··· Material provided ···

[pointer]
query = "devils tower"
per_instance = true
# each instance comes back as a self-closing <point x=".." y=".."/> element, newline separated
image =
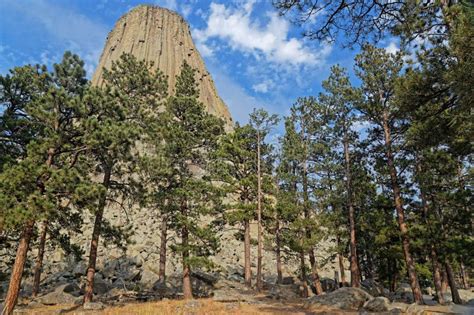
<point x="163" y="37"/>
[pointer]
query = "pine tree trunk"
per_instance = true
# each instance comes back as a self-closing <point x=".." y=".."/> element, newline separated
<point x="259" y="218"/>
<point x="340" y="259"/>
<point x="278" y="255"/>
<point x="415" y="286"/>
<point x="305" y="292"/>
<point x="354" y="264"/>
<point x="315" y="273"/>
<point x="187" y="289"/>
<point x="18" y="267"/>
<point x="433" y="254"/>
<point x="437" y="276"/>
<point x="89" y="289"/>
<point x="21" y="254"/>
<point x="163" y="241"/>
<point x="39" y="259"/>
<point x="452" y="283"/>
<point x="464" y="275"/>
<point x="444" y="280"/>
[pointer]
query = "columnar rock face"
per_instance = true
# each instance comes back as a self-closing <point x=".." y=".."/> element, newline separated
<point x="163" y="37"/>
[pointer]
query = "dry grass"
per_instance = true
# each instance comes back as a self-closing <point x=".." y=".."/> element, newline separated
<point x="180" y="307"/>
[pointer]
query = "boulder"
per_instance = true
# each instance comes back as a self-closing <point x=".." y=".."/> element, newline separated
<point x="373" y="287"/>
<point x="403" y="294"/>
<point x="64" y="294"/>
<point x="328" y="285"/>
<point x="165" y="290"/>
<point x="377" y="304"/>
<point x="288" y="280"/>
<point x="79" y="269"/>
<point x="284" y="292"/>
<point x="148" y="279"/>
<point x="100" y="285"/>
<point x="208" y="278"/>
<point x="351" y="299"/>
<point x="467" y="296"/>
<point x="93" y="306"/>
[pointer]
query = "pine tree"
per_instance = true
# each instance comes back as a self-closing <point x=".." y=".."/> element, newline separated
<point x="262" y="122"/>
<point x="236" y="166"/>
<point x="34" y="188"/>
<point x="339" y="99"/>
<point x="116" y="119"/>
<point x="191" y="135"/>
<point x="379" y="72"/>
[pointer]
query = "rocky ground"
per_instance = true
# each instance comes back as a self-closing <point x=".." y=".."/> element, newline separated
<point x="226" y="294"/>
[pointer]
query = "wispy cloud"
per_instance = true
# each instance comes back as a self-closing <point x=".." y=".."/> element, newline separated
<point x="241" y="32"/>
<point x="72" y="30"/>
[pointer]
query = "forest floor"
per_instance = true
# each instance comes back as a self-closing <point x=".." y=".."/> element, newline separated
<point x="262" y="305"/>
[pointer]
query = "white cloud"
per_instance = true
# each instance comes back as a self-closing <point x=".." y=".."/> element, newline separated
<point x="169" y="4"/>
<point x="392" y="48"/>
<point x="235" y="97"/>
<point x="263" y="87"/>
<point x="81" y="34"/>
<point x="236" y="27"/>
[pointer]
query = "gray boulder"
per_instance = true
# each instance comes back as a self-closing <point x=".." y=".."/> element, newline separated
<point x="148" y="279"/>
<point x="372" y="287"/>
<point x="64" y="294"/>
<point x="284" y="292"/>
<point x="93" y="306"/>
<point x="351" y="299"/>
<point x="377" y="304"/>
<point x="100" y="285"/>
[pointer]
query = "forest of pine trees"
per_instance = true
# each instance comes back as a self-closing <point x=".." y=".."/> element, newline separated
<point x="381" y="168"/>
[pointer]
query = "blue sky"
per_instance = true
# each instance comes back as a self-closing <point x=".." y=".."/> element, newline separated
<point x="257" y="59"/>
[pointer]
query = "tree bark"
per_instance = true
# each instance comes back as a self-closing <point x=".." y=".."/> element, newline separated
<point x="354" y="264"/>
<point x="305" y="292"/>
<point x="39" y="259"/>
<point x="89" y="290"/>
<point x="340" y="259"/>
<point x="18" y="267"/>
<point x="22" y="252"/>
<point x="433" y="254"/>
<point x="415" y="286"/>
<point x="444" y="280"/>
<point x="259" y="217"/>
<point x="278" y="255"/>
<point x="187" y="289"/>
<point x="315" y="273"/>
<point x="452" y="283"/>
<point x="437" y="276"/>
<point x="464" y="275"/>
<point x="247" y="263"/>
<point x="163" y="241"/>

···
··· Material provided ···

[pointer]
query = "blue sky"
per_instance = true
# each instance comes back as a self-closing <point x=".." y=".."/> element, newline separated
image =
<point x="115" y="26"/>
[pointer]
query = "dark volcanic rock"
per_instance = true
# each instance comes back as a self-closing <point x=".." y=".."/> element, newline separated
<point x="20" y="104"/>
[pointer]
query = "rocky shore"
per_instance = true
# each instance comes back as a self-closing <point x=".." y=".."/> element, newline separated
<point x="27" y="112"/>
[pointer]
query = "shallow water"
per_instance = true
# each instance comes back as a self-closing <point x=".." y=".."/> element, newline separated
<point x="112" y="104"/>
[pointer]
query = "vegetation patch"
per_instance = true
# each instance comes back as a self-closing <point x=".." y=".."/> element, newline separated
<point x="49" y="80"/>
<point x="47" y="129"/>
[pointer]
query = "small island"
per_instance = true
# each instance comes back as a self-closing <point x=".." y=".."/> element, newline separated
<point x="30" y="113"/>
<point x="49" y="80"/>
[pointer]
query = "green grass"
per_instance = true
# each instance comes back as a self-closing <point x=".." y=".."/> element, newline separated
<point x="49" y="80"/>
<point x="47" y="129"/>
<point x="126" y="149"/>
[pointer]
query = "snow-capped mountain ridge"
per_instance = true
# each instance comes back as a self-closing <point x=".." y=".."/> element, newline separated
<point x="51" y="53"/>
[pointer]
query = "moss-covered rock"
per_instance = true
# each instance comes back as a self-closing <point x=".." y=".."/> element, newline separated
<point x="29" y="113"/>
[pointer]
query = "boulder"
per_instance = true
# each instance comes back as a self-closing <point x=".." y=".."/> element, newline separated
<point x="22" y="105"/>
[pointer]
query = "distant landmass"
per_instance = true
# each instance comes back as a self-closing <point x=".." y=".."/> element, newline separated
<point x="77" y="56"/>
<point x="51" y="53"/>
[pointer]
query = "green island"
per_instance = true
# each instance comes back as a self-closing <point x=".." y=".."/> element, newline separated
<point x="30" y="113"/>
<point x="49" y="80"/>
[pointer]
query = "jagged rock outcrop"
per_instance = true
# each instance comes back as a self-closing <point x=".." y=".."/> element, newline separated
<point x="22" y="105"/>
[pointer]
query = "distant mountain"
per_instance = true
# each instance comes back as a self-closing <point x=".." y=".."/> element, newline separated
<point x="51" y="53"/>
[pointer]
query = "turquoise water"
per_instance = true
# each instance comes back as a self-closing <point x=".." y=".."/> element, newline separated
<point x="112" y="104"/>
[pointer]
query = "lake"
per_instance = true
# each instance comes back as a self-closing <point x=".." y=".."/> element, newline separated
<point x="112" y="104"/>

···

The exercise.
Locate each line above that contains the string "pine", treating uppercase and lowercase letters as distinct, and copy every such line.

Full response.
query = "pine tree trunk"
query = "pine tree"
query = "forest of pine trees"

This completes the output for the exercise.